**Document extract:**
——

In the situation of Theorem 7.3.1.8, the $\infty$-category $\operatorname{Fun}_{ / \operatorname{\mathcal{C}}^{\triangleleft } }^{\operatorname{CCart}}( \operatorname{\mathcal{C}}^{\triangleleft }, \overline{\operatorname{\mathcal{E}}} )$ admits a more concrete description: it can be identified with the fiber of $\overline{U}$ over the cone point of the simpicial set $\operatorname{\mathcal{C}}^{\triangleleft }$. This is a consequence of the following more general observation:

Proposition 7.3.1.10. Let $U: \operatorname{\mathcal{E}}\rightarrow \operatorname{\mathcal{C}}$ be a cocartesian fibration of simplicial sets, let $F: \operatorname{\mathcal{C}}_0 \rightarrow \operatorname{\mathcal{C}}$ be a left cofinal morphism of simplicial sets, and set $\operatorname{\mathcal{E}}_0 = \operatorname{\mathcal{C}}_0 \times _{\operatorname{\mathcal{C}}} \operatorname{\mathcal{E}}$. Then the restriction map

$F^{\ast }: \operatorname{Fun}_{ / \operatorname{\mathcal{C}}}^{\operatorname{CCart}}( \operatorname{\mathcal{C}}, \operatorname{\mathcal{E}}) \rightarrow \operatorname{Fun}_{ / \operatorname{\mathcal{C}}_0 }^{\operatorname{CCart}}( \operatorname{\mathcal{C}}_0, \operatorname{\mathcal{E}}_0 )$

of Remark 7.3.1.4 is an equivalence of $\infty$-categories.

——

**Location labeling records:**
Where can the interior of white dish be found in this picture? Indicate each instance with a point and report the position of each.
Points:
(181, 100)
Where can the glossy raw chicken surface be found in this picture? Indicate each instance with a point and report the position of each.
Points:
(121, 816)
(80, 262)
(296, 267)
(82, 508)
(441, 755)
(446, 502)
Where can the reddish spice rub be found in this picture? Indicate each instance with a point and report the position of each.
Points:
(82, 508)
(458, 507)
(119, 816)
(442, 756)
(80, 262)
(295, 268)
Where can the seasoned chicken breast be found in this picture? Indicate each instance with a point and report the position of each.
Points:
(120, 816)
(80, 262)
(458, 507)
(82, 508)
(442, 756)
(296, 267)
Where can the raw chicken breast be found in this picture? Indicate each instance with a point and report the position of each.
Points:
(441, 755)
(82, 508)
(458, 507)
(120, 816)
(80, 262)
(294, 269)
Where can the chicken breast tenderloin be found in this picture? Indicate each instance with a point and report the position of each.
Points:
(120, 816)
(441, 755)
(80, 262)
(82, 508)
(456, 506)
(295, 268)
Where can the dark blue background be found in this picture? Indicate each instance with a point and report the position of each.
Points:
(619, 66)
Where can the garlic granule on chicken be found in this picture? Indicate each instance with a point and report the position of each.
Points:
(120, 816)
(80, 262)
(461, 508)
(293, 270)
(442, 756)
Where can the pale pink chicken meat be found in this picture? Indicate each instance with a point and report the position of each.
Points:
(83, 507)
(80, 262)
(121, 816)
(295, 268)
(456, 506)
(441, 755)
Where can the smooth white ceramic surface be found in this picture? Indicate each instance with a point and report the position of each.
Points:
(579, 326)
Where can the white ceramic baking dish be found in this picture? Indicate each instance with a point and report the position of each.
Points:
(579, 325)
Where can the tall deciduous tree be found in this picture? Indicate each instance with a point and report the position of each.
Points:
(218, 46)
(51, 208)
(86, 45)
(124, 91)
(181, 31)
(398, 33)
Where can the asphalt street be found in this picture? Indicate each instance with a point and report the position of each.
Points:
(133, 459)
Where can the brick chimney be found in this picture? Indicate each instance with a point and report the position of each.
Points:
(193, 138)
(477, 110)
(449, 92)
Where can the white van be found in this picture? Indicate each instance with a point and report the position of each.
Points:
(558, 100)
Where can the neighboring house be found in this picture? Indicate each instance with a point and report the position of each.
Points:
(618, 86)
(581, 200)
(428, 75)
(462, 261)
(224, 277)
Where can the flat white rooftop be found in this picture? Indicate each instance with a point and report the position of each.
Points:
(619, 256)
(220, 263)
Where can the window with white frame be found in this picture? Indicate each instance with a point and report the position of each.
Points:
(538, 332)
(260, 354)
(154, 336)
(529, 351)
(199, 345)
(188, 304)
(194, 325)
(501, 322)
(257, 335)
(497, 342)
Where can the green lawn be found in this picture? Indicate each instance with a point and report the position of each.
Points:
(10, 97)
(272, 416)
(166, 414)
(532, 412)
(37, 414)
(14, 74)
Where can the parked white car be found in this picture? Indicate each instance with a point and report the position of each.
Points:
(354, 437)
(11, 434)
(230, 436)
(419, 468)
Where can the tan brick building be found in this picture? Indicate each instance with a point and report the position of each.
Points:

——

**Exercise requirements:** In the excerpt on cocartesian fibrations, what justifies identifying the ∞-category of cocartesian sections over the cone with a fiber of the fibration over the cone point? Answer in one to three sentences.

**Problem solution:** The excerpt presents this identification as a consequence of a more general observation, Proposition 7.3.1.10. That proposition states that for a cocartesian fibration U and a left cofinal morphism F, the restriction map F* between the corresponding ∞-categories of cocartesian sections is an equivalence of ∞-categories.